* Text block *
- - - -

Friday, December 27, 2013

Colca Canyon and the Condors


Lisana-
Christmas Day brought with it gifts of memories past, something I rarely get to experience. As they surface it feels like recalling a dream or movie I once watched as there is no emotional attachment. The memories are of my children during the peak of holiday exuberance, as this was always the height of our family's endearment. Grateful I am to have traveled back to these sweet moments, thank you spirit for a beautiful Christmas gift. 
For today, the day after holds enormous energy of us making offerings to Colca Canyon which is said to be twice as deep as the Grand Canyon and is the residence for the condors, though we are told very few live there now. The bus station is crammed with local Peruvians ready to make their way home after Christmas, packing in we travel east winding around the narrow dirt road paths which hang on the edge of the mountains. At times I wonder how close the driver can get the tires to cling onto the very edge of the dirt road which provides for gripping views of the valley as we ascend to higher elevations. So different than the US. highways for many reasons especially how few vehicles we pass.
Arriving to our town, Jeremy inquires for the return trip revealing the bus will only wait for 1 1/2 hour and then back to Chivay, as this being the only ride or otherwise will have to stay in town for the night. Agreeing to hold ceremony in haste we head to the edge of town where the canyon offers a vista of splendor.  
As we set up our altar we are delayed for a moment while a woman shows up taking photos of the canyon right where we are and proceeds to take pictures of us.

- - - -

* Given records *
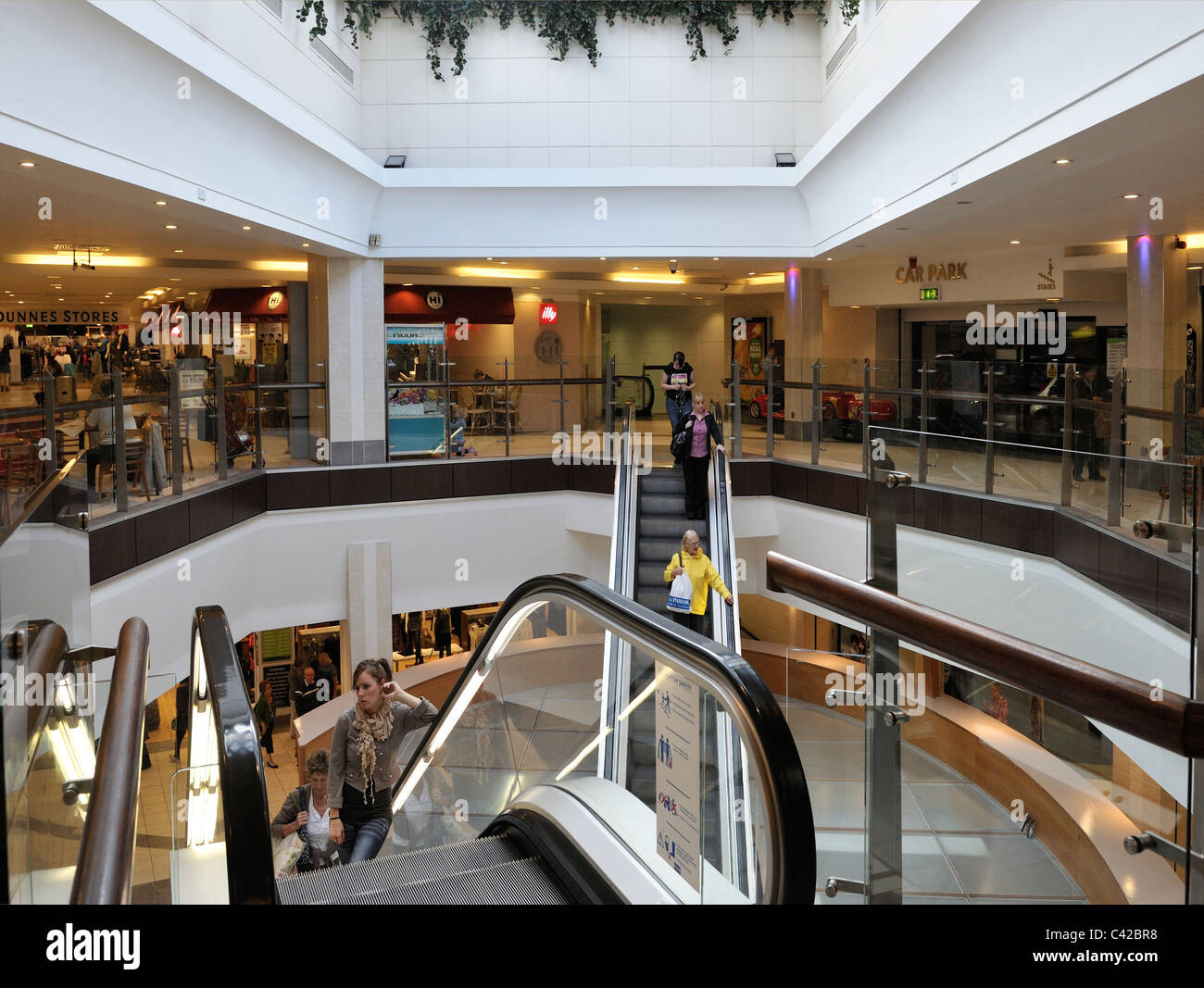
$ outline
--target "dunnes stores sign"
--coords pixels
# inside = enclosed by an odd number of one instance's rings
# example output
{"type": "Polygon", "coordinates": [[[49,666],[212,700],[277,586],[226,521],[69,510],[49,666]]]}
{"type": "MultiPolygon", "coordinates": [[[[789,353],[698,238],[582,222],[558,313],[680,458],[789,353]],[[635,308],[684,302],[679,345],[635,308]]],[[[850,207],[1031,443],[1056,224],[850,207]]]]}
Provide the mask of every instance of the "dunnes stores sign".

- - - -

* What this task involves *
Retype the section of the Colca Canyon post starting with "Colca Canyon and" and going on through "beautiful Christmas gift.", word for word. Work only from the Colca Canyon post and ignore the items.

* Solution to this task *
Colca Canyon and the Condors


Lisana-
Christmas Day brought with it gifts of memories past, something I rarely get to experience. As they surface it feels like recalling a dream or movie I once watched as there is no emotional attachment. The memories are of my children during the peak of holiday exuberance, as this was always the height of our family's endearment. Grateful I am to have traveled back to these sweet moments, thank you spirit for a beautiful Christmas gift.